=== Teks Halaman ===

Frugal Living, Antara Pintu Sukses, Pengorbanan Diri dan Hidup Pelit -->

Javatimes

Frugal Living, Antara Pintu Sukses, Pengorbanan Diri dan Hidup Pelit

javatimesonline
11 Agustus 2023

Assoc. Prof. Dr. Oscarius Y.A Wijaya, M.H., M.M., CLI.

OPINI -- Frugal living atau lebih membumi dikenal sebagai pola hidup hemat, pada dasarnya dipahami sebagai sebuah pola perilaku hidup non konsumtif yang pada ujungnya berfokus pada pencapaian sebuah tujuan yang semata-mata bersifat finansial. 


Seorang perencana keuangan, Zina Kumok lulusan Universitas Indiana AS, yang berpengalaman di bidang investasi selama 8 tahun dan lima tahun pengalaman menulis keuangan pribadi menegaskan hidup hemat berarti menyadari pengeluaran dan berfokus pada beberapa prioritas keuangan. Seorang konsumen yang ingin hidup hemat harus memikirkan tujuan utamanya dan bagaimana mengubah keuangannya dapat membantunya mencapai tujuan tersebut. 


Secara alami perilaku semacam ini lebih disebabkan adanya dorongan tentang kekhawatiran kondisi keuangan terutama di masa depan, yang tidak jarang menjadi sumber stres mendalam bagi kebanyakan orang, utamanya terjadi ketika kehilangan pekerjaan yang menjadi sumber pendapatan yang dapat diandalkan sehingga sumber finansial tidak lagi terjamin dan tentu saja akhirnya dapat membahayakan mata pencaharian keluarga.


Relevan dengan itu, perspektif pola hidup hemat yang sejatinya dimaksudkan semata berorientasi pada faktor finansial tanpa cukup memperhatikan faktor non finansial yang bisa jadi berdampak positif pada aspek finansial, semakin ditegaskan dengan adanya anjuran atau tips hidup hemat yang seluruhnya berorientasi finansial.


Misalkan saja tips pola hidup hemat yang dipublikasikan BFI (2022) yang menyebutkan berbagai aspek finansial di dalamnya seperti mengelola pengeluaran, membayar hutang, membatasi hunian, berinvestasi, fokus pada keuangan masa depan, persiapan makan, memanfaatkan promosi, dan membandingkan harga.  Semua tips yang disebutkan itu terlihat sekali semata-mata hanya berorientasi finansial.

===

* **Yang Diminta**:
Dari teks halaman tentang frugal living, tuliskan semua tips hidup hemat dari BFI (2022) yang disebutkan di sana. Baris di bawah ini tidak ada kaitannya dengan teks halaman.

=== Cuplikan Baris ===

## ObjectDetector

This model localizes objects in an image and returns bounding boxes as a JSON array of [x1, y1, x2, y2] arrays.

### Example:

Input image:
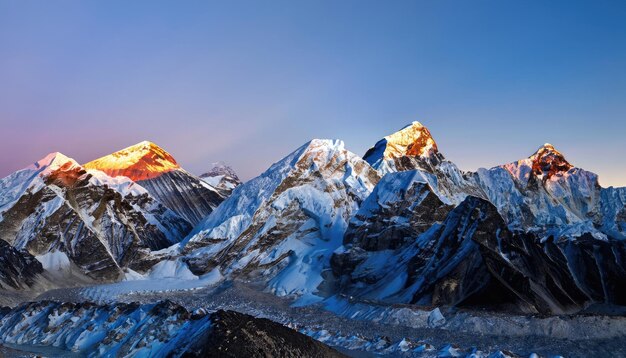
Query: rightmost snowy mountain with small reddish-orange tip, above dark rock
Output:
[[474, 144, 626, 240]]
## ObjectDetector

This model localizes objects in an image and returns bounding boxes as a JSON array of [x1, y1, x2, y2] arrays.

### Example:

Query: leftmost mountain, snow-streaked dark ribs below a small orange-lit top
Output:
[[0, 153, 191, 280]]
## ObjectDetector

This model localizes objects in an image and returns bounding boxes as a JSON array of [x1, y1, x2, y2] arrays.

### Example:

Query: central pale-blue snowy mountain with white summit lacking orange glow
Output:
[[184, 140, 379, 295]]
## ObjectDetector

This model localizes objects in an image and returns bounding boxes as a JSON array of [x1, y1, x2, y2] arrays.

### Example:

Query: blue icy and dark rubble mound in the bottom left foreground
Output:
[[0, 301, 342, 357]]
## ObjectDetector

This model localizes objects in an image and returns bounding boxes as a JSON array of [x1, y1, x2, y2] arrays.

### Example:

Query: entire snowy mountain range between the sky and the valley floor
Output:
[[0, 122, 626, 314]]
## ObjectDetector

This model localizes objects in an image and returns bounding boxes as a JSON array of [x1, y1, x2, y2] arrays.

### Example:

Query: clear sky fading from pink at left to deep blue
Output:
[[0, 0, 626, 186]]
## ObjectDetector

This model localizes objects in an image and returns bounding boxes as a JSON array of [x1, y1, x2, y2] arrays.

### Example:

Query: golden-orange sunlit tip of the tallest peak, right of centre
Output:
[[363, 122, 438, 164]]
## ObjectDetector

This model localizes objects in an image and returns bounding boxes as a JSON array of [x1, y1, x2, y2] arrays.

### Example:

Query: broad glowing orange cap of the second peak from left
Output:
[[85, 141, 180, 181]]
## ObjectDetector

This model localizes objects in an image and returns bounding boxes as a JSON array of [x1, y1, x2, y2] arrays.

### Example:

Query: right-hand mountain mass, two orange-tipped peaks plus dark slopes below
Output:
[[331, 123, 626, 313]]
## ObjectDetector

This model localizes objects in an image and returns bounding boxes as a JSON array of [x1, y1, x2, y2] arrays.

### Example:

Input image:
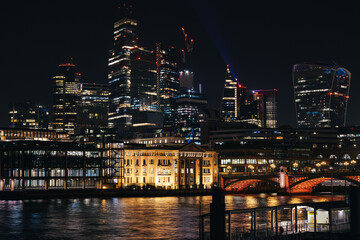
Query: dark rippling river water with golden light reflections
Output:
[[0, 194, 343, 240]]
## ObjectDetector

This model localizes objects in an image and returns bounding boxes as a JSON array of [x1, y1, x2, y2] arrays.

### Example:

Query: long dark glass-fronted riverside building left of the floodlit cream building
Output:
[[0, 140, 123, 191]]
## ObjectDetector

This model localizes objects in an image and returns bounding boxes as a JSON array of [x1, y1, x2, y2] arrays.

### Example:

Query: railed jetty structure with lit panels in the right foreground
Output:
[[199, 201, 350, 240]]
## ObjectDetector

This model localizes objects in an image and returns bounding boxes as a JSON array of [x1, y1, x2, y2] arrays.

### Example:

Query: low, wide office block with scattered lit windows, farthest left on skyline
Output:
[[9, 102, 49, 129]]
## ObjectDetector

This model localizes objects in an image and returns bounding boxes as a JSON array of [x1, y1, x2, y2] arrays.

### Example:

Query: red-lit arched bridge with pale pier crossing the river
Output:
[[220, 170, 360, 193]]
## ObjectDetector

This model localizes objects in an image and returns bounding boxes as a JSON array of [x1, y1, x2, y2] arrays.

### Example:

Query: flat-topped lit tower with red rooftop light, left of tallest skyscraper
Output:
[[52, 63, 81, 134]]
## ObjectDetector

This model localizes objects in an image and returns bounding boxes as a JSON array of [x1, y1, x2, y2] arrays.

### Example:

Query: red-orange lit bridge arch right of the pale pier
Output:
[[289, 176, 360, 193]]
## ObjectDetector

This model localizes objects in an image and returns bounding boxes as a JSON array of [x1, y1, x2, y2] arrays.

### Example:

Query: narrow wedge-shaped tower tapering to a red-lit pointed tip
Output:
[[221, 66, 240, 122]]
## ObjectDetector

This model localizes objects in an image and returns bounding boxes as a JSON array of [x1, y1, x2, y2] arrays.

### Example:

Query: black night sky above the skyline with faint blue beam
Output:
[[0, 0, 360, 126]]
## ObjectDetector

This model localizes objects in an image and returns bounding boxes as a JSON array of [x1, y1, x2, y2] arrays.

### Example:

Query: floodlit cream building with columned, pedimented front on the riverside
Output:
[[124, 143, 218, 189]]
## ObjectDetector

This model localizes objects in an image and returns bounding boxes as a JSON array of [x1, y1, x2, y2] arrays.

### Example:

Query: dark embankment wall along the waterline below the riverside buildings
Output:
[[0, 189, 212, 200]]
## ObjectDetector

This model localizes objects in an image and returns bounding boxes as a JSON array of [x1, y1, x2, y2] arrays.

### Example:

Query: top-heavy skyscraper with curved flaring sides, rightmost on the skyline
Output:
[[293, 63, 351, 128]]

===

* **Jawaban**:
- Mengelola pengeluaran
- Membayar hutang
- Membatasi hunian
- Berinvestasi
- Fokus pada keuangan masa depan
- Persiapan makan
- Memanfaatkan promosi
- Membandingkan harga